Claire Jiménez is the author of two full-length works of fiction, the short story collection Staten Island Stories (John Hopkins University Press, 2019), the novel What Happened to Ruthy Ramirez (Grand Central Publishing, 2023). Staten Island Stories features twelve short stories which follow the lives of Staten Islanders living in hostile environments and economically uncomfortable circumstances. From children shooed away from loitering at the ferry terminal, to teachers in over their heads, or young women seeking to escape their debt collectors or their own addictions, to passengers during the 2003 Staten Island Ferry crash, Jiménez’s characters find themselves stuck in places they’d rather not be. Wandering an unfamiliar neighborhood in search of a high school reunion, only to find it right before a shooter interrupts the festivities; in a home they’ve scrimped to purchase only to discover its strange haunting qualities; offered a job interview only to find themselves evicted from the bus on their way to the venue, Jiménez’s characters are victimized and/or trapped by their circumstances. Staten Island Stories brings attention to a borough rarely depicted, expanding depictions of New York City, which frequently overlook Staten Island, and which have been largely focused on Brooklyn, Manhattan, Queens, and The Bronx. Also set in Staten Island, Jiménez’s novel What Happened to Ruthy Ramirez focuses on the disappearance of thirteen-year-old Ruthy Ramirez, who leaves school one afternoon and never makes it home. As the title suggests, the novel’s central concern is learning what happened to her: Was she abducted, killed, or did she run away? Did any of her friends and associates harm her? If she ran away, where did she turn up? Could “Ruby,” a woman on reality TV show Catfight, be Ruthy all grown up now?

----------------

## Job a:
Count the lines in the rows that contain the string "vegetation", and reply with only that number.

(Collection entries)
----------------

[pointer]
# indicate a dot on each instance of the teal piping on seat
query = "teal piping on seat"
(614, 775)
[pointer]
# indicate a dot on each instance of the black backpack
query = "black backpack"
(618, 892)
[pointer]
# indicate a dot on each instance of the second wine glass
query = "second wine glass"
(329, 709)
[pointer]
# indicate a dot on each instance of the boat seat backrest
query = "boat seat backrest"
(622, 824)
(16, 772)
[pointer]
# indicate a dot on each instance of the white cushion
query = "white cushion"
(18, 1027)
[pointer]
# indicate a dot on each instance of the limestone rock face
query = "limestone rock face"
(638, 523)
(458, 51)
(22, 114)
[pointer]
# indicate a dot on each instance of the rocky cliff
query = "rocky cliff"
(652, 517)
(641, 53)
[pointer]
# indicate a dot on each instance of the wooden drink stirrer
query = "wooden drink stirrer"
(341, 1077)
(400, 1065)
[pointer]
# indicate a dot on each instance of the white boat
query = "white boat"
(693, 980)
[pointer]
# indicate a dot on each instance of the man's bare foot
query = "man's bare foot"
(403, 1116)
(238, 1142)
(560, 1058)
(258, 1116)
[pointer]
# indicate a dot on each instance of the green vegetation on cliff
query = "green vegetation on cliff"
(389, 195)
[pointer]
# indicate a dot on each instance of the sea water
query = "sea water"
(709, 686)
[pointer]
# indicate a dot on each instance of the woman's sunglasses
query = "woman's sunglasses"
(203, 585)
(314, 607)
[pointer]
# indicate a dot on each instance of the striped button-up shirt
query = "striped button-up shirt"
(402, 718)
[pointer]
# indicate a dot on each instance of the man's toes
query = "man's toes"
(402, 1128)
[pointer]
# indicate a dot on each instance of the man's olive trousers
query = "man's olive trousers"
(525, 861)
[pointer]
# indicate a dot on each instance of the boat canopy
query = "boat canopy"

----------------

## Job b:
Render this sentence from the passage on Claire Jiménez's fiction into Spanish: "Also set in Staten Island, Jiménez’s novel What Happened to Ruthy Ramirez focuses on the disappearance of thirteen-year-old Ruthy Ramirez, who leaves school one afternoon and never makes it home."

## Final result a:
2

## Final result b:
También ambientada en Staten Island, la novela de Jiménez What Happened to Ruthy Ramirez se centra en la desaparición de Ruthy Ramirez, de trece años, quien sale de la escuela una tarde y nunca llega a casa.